> **Directive**: Reproduce every one of the records below word for word, leaving out the pictures.

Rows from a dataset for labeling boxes
_ _ _ _

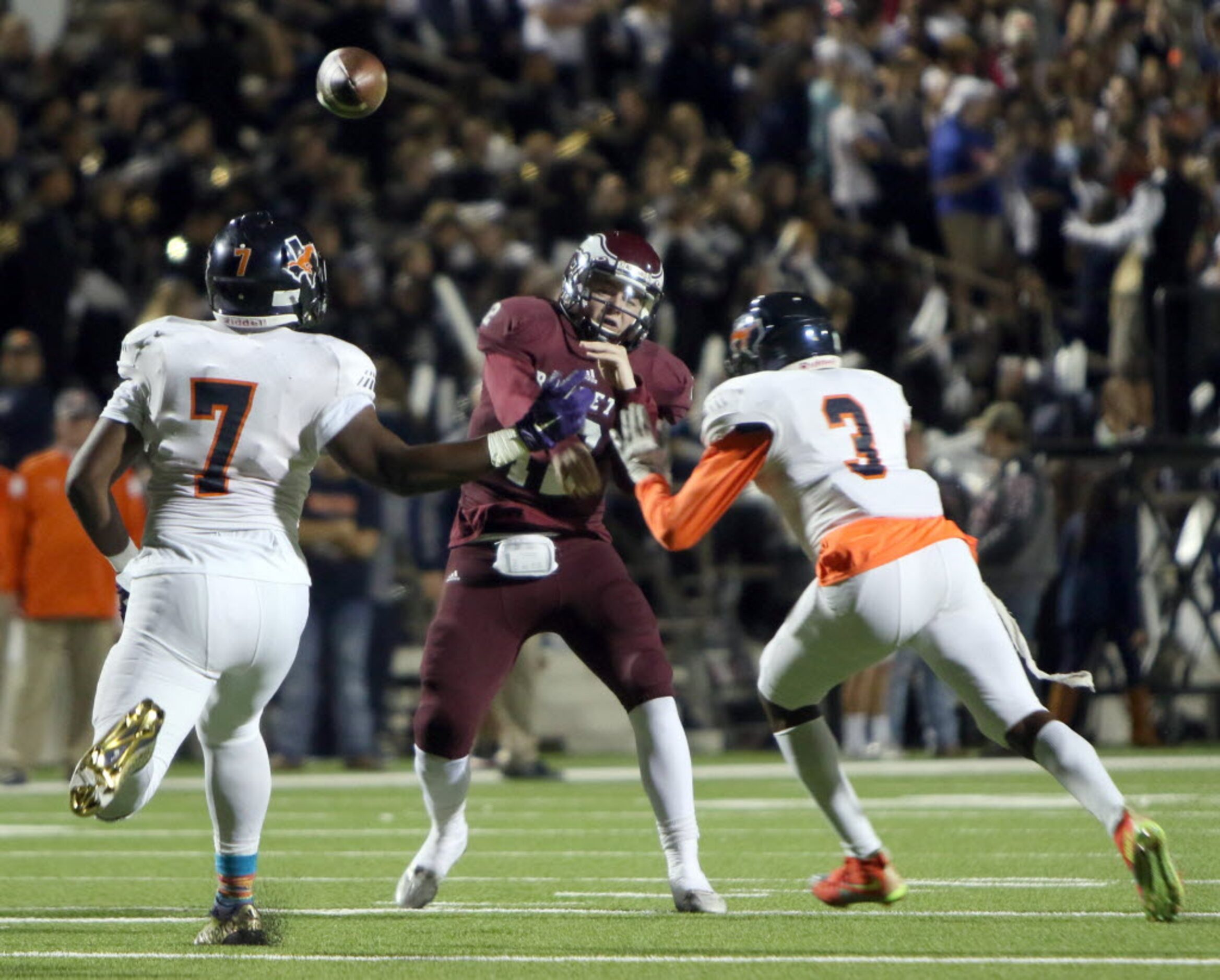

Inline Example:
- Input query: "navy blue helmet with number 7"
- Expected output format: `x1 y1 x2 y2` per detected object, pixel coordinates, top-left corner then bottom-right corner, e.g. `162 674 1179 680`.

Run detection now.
204 211 327 326
725 293 843 378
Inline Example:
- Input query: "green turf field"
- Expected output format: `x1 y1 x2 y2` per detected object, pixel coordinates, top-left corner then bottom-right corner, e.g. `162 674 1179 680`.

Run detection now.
0 752 1220 977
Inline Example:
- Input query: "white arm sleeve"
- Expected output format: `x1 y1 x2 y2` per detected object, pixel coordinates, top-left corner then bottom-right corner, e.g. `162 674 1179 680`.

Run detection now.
101 324 159 433
702 380 779 446
314 341 377 449
1064 183 1165 251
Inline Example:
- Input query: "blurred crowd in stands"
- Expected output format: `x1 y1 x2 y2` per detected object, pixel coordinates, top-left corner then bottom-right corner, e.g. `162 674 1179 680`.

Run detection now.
0 0 1220 775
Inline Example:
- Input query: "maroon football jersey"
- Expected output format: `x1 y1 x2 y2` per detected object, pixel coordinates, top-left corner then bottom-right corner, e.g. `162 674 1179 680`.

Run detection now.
449 296 694 547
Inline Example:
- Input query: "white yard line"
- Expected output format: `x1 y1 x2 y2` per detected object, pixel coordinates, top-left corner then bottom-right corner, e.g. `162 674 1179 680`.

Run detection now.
0 950 1220 968
0 754 1220 799
0 893 1220 925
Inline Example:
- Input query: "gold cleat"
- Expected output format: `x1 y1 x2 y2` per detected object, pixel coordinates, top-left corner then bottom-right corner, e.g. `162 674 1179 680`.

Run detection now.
68 698 164 817
195 906 267 946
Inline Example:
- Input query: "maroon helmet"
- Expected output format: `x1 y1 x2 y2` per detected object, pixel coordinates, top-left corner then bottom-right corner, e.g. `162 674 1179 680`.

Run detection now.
559 232 665 350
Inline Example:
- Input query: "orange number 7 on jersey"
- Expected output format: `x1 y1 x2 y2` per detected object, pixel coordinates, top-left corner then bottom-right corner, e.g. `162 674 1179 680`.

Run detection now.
191 378 258 497
822 395 886 480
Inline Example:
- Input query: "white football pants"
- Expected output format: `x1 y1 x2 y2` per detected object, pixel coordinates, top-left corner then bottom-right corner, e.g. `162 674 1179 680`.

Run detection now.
759 540 1042 745
93 573 309 854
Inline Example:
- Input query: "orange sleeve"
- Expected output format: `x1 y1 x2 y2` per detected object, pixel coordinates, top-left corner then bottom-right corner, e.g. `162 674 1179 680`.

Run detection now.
5 467 29 595
636 431 771 551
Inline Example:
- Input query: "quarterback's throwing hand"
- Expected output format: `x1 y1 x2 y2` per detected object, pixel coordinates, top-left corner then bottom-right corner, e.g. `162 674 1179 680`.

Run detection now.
610 404 665 483
514 369 593 452
550 443 601 497
581 340 636 391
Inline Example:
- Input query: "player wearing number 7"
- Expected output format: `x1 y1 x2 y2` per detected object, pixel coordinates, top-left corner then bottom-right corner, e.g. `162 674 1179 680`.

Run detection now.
615 293 1182 922
67 212 600 945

_ _ _ _

> **Task output**:
Inline Example:
- Input query: "navy blue helmet with number 7"
- Expected output format: `x1 y1 x2 y2` per detected object, pixel coordinates, top-left corner then bottom-right corner, e.g. `162 674 1179 680`.

Run detection now.
204 211 327 326
725 293 843 378
Inline Example:
- Input query: "green turf field"
- Expected output format: `x1 y1 x2 y2` per detected object, pixel coordinates, top-left corner then bottom-right corner, e.g. `162 674 1179 680`.

Run detection now.
0 752 1220 977
Inline Example:
- Input query: "white arm sleeve"
- Expected output format: `x1 y1 x2 y2` per detected object, pixel coordinates, top-left corner then bottom-right corner, e.g. `162 674 1179 680`.

Run detection now.
101 324 159 433
702 380 779 446
314 341 377 449
1064 183 1165 251
Inline Example:
- Input query: "blurred crowd in stands"
- Expected output format: `x1 y1 x2 y2` per detected object, pixel coordinates, top-left corner then bottom-right corner, e.g. `162 674 1179 680`.

Run detection now.
0 0 1220 775
Inline Example:
- Input query: "maroon football jersey"
- Expected output format: `x1 y1 x2 y2` per detected object, pixel coordinates, top-left corner then bottom-right corner, e.g. `162 674 1179 680`.

Run detection now.
449 296 694 547
Inline Example:
- Input query: "white yard line"
- Expected output format: `x1 y1 x2 y2` per detected object, pixel coordinates, top-left corner then bottom-right corner, e.g. `162 674 1179 680`.

Run detection now.
0 950 1220 968
0 754 1220 799
0 893 1220 925
Inline Example:
- Input query: "gold cleat"
- Expected output format: `x1 y1 x2 y2` per detected object, pixel coordinates, top-left corner then bottom-right corner, e.g. `162 674 1179 680`.

Run detection now.
68 698 164 817
195 906 267 946
Inline Example:
- Input query: "maroon helmet"
- Expected output format: `x1 y1 x2 y2` per detected object, pixel coordinates, top-left corner then bottom-right corner, e.g. `162 674 1179 680`.

Run detection now.
559 232 665 350
Inline Example:
- Input query: "orange number 7 on jersey"
- Expected output format: `x1 y1 x2 y2` per detected object, pixel coordinates, top-left corner then bottom-right corner, e.g. `162 674 1179 680`.

Run detection now.
191 378 258 497
822 395 886 480
Inline Example:
- Input query: "white football pants"
- Expected output format: `x1 y1 x2 y2` per detected object, pixel coordinates, top-left corner then bottom-right corner, e.g. `162 674 1179 680`.

Run detection now.
759 540 1042 745
93 573 309 854
Inline Example:
- Input query: "orange sleeve"
- Expected output format: `x1 y1 x2 y2` per detected object, pixel coordinates, top-left corner then bottom-right corner, e.g. `162 674 1179 680`.

Run detection now.
5 467 29 595
636 431 771 551
Inline Example:
- Input query: "quarterback's throwing hand"
- Expected output format: `x1 y1 x2 y2` per detected object, pixel coordinates, top-left corner then bottom-right corner, e.g. `162 674 1179 680`.

Run detection now.
610 404 665 483
514 369 593 452
550 443 601 497
581 340 636 391
Inline Example:
- Input query: "player wearing number 7"
- Expected output format: `x1 y1 x2 y2` per detected object, pixel coordinates, top-left corner then bottom-right corner, e.g. `162 674 1179 680`.

Run detection now.
615 293 1182 922
67 212 600 945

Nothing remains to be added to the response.